About this exercise » Please find every line in the records below that contains the word "striped", and copy it.
------
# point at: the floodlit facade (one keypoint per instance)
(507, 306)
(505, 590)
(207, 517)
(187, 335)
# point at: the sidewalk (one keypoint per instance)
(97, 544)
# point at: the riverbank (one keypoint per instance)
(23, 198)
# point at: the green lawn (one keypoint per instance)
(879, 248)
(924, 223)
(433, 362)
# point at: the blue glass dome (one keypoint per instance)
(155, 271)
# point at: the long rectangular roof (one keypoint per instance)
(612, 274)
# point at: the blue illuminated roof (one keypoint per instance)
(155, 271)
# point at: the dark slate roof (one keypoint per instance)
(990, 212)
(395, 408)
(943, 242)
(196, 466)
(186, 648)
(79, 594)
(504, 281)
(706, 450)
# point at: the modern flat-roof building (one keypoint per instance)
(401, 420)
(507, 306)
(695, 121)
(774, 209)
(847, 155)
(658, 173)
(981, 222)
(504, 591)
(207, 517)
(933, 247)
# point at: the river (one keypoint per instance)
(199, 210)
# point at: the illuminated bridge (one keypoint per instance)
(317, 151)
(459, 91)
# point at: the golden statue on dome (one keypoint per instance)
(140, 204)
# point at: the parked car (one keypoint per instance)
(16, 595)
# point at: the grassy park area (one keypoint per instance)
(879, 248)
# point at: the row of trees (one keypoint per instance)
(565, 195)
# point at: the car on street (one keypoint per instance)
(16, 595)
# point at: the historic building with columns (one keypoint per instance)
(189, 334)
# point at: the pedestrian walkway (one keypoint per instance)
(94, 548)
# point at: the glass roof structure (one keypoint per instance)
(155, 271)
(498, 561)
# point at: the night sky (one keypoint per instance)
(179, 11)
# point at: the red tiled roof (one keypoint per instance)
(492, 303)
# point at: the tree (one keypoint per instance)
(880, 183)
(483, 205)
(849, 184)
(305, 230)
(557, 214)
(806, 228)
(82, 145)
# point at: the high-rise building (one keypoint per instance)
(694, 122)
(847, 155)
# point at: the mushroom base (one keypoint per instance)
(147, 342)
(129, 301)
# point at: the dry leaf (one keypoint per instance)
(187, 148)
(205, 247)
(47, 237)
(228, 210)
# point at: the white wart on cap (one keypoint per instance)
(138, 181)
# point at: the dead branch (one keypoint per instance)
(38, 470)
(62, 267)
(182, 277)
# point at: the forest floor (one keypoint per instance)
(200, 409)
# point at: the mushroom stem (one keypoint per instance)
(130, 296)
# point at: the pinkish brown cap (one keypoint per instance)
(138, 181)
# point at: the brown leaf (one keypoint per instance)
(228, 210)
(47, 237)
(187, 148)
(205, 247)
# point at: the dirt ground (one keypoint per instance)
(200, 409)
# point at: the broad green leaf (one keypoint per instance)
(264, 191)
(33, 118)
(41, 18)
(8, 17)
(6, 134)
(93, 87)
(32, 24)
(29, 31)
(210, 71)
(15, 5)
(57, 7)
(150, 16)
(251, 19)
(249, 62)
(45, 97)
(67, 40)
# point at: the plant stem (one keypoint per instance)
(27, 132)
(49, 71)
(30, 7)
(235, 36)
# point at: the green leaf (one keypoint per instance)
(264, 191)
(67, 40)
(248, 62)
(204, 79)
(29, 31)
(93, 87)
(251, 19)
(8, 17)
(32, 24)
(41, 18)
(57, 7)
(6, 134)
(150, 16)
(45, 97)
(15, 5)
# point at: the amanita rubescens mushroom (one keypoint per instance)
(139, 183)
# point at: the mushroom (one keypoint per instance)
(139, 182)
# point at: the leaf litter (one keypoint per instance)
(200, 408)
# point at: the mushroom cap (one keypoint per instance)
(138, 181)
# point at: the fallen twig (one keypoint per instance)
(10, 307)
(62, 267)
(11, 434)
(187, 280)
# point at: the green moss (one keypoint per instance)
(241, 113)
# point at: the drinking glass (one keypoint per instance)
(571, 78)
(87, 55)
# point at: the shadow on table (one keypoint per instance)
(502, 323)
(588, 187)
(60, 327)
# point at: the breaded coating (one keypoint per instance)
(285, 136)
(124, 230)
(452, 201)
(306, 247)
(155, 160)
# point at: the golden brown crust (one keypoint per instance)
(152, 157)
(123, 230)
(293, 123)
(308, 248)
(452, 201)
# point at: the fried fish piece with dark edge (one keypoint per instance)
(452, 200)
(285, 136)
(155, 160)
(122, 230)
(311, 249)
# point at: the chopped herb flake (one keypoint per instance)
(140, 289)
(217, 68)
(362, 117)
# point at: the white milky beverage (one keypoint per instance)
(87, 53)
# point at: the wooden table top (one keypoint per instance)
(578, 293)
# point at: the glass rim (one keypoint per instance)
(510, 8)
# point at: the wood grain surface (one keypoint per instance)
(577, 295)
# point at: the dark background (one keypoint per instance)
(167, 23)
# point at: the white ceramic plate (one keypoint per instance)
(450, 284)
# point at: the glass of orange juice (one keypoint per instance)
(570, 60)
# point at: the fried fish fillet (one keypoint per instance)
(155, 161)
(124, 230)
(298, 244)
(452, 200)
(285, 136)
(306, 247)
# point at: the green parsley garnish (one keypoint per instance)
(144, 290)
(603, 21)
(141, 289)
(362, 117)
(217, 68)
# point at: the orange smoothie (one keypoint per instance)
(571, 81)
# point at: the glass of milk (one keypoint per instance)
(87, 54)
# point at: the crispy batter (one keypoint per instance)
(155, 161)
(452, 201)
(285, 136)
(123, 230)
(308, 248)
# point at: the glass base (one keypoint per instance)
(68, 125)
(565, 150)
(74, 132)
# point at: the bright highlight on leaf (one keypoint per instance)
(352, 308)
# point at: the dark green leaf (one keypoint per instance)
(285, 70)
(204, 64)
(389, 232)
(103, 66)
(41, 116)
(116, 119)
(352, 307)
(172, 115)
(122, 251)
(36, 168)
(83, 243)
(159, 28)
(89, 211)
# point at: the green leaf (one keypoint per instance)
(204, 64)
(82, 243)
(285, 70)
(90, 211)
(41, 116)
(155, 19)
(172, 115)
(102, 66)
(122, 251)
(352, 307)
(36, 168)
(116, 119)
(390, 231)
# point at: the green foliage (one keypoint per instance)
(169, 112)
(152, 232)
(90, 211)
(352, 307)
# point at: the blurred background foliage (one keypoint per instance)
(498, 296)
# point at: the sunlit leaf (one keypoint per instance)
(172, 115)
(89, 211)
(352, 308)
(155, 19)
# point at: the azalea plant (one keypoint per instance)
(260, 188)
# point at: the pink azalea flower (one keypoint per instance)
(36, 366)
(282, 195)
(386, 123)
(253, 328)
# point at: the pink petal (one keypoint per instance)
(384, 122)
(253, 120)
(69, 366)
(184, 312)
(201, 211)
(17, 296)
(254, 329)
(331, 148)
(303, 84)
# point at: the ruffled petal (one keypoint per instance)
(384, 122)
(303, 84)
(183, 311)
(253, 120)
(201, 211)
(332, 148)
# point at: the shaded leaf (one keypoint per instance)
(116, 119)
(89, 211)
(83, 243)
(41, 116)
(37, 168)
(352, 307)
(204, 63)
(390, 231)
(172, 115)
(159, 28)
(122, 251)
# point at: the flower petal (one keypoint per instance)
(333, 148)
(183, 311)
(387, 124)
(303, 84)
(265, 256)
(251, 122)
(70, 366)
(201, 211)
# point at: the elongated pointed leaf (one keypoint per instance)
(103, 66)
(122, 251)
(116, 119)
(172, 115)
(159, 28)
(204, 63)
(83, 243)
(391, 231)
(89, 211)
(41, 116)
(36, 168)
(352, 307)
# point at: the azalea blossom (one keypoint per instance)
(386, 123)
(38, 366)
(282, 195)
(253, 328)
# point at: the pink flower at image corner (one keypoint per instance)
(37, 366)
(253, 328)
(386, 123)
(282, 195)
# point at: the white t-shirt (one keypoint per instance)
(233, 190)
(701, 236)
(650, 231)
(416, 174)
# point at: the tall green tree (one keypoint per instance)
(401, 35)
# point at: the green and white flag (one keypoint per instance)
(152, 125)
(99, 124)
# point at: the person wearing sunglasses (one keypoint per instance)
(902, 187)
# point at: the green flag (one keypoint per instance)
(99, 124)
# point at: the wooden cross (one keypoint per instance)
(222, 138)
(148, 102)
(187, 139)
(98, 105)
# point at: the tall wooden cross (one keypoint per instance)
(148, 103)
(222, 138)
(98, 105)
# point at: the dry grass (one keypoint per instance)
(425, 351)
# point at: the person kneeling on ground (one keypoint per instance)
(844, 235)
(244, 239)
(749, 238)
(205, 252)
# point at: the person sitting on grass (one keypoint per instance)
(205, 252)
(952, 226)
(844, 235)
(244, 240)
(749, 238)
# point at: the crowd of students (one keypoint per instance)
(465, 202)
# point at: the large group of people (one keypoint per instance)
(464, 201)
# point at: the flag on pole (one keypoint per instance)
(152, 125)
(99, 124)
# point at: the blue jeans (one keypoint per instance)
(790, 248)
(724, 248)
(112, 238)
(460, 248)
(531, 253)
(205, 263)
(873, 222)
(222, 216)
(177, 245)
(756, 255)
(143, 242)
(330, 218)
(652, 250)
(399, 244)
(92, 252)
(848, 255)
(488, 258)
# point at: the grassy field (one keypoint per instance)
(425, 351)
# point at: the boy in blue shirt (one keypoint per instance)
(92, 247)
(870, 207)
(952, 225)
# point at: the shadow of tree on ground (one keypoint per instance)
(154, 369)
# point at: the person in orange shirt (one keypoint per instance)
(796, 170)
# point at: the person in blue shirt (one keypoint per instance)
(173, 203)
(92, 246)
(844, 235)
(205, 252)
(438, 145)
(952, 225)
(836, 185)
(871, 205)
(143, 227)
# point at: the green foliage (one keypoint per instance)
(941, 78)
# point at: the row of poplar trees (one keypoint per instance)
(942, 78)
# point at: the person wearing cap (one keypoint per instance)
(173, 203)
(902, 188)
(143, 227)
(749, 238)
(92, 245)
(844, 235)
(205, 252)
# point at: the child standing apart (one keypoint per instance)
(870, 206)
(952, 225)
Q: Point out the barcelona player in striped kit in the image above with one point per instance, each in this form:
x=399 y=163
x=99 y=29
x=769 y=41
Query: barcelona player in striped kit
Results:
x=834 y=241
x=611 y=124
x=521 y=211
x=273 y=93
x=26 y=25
------
Result »
Q: Point out the barcelona player in striped kit in the image above with one point per instance, each in this form:
Query: barcelona player in striped kit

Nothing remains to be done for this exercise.